**Set exercise 1**
In the forum thread below, what does the scam email ask recipients to confirm?

==== Extract

# PayPal scam targeting Reps.



## les (Jul 24, 2006)

Just got this email PayPal scam targeting reps and maybe members on here.
Your account has been temporarily limited! ID: 371‏

Show details
Hide details PayPal [email protected]

Send email
Find email Add to contactsTo [email protected]
From: PayPal ([email protected]) 
Sent: 30 April 2012 11:11:49 
To: [email protected]

Dear Customer,

Your account has been temporarily limited. 
To remove the limitation from your account 
please confirm your credit card details on file.

For confirmation, please click the link below:

Sign In to PayPal account

We apologise for any inconvenience caused. 
Thank you.

Copyright © 1999-2012 PayPal. All rights reserved.


----------



## Hoggy (May 8, 2002)

Hi, Just forward it on to. [email protected]
PayPal will attempt to trace it, Quite a common spoof email.
Hoggy.


----------



## les (Jul 24, 2006)

Hoggy said:


> Hi, Just forward it on to. [email protected]
> PayPal will attempt to trace it, Quite a common spoof email.
> Hoggy.


Yeah I know its a common one but some who might get it on here might not know. First time I have had one via my reps email ady thought


----------



## Hoggy (May 8, 2002)

Hi Les, Yes, Good idea to spread the word, had one today on my hotmail account.
Hoggy.


----------



## audimad (Jan 7, 2008)

I've had one also today, deleted it straight away, bunch of scamming *****. :x


----------



## avyi (Jan 9, 2012)

yep, had one today on my live.com email account too.. funny thing is, my paypal is in a completely different email account (gmail).


----------



## Wallsendmag (Feb 12, 2004)

They aren't targeting anyone in particular just sending out fishing emails to any address they get hold of.


----------

========
==== Dataset excerpts

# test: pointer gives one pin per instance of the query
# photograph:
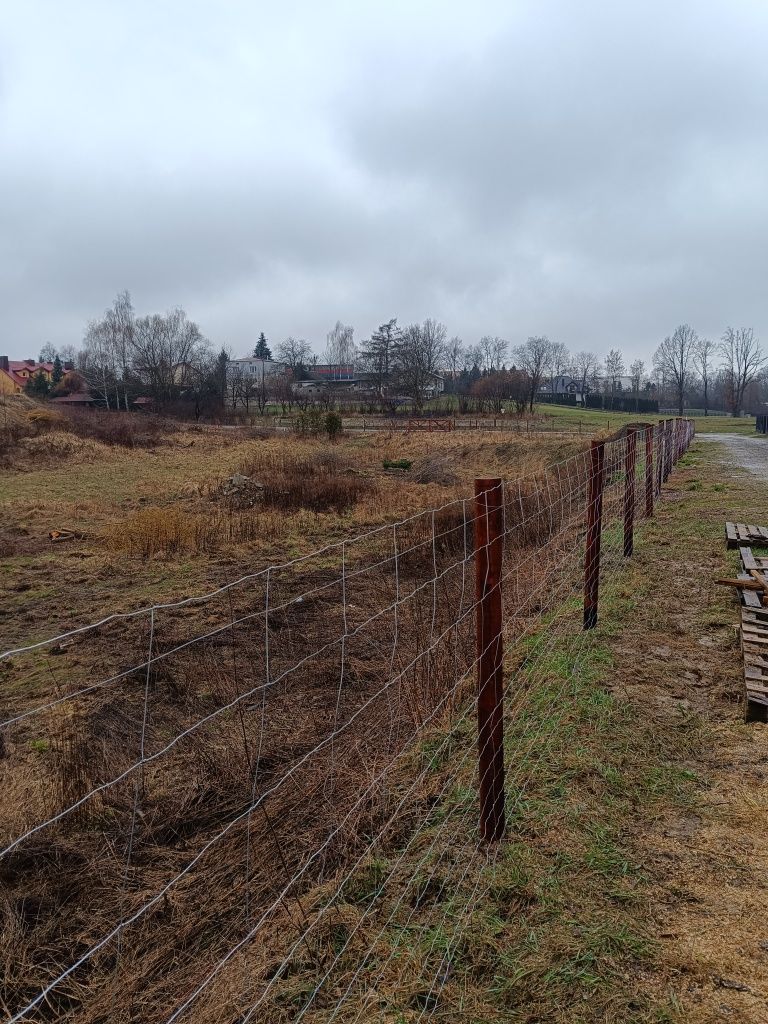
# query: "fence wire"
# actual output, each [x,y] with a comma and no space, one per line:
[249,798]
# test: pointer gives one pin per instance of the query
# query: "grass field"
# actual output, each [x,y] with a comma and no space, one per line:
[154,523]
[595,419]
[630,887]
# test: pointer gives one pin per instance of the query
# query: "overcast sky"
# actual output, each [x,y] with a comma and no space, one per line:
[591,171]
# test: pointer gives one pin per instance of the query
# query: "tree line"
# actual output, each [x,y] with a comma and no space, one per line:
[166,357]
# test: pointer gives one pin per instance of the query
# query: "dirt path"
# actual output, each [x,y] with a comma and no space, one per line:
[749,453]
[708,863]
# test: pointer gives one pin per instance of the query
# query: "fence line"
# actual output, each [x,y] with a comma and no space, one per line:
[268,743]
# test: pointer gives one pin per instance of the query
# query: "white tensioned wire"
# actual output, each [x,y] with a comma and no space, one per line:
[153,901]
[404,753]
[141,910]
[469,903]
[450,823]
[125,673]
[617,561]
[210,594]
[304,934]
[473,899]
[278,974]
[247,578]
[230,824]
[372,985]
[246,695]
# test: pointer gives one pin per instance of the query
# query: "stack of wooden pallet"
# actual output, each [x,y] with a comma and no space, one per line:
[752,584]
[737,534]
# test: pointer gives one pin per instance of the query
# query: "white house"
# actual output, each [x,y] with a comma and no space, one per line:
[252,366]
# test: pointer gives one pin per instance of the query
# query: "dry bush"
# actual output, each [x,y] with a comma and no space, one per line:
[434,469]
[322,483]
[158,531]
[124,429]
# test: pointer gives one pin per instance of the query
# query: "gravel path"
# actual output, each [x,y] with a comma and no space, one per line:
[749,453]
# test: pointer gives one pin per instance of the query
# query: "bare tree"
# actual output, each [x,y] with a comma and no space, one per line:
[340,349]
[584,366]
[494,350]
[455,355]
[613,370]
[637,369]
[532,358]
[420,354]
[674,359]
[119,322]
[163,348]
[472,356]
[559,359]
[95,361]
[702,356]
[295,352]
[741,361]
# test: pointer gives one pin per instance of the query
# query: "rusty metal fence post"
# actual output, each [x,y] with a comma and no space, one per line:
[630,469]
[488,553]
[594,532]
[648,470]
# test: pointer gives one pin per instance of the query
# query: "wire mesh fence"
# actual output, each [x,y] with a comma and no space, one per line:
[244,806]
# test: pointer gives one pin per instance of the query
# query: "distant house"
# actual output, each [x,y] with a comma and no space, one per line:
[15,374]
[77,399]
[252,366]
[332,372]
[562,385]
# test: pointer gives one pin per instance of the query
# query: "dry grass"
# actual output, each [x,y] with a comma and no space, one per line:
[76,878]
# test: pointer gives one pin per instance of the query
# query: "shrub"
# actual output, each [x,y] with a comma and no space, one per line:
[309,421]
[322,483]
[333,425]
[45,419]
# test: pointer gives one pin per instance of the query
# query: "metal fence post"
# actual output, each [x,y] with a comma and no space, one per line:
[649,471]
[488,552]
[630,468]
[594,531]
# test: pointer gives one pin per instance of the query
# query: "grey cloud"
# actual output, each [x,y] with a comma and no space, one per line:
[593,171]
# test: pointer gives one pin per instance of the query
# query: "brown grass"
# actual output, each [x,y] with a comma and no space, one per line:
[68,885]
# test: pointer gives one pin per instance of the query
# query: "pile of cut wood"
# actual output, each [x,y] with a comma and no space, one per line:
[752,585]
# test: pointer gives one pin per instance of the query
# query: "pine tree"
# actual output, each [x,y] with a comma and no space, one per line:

========

**Set exercise 2**
From the entries above, pick out every line that contains the string "wire". Case counts.

**Exercise answer 1**
It asks them to confirm the credit card details on file.

**Exercise answer 2**
# query: "fence wire"
# query: "white tensioned wire"
# query: "wire mesh fence"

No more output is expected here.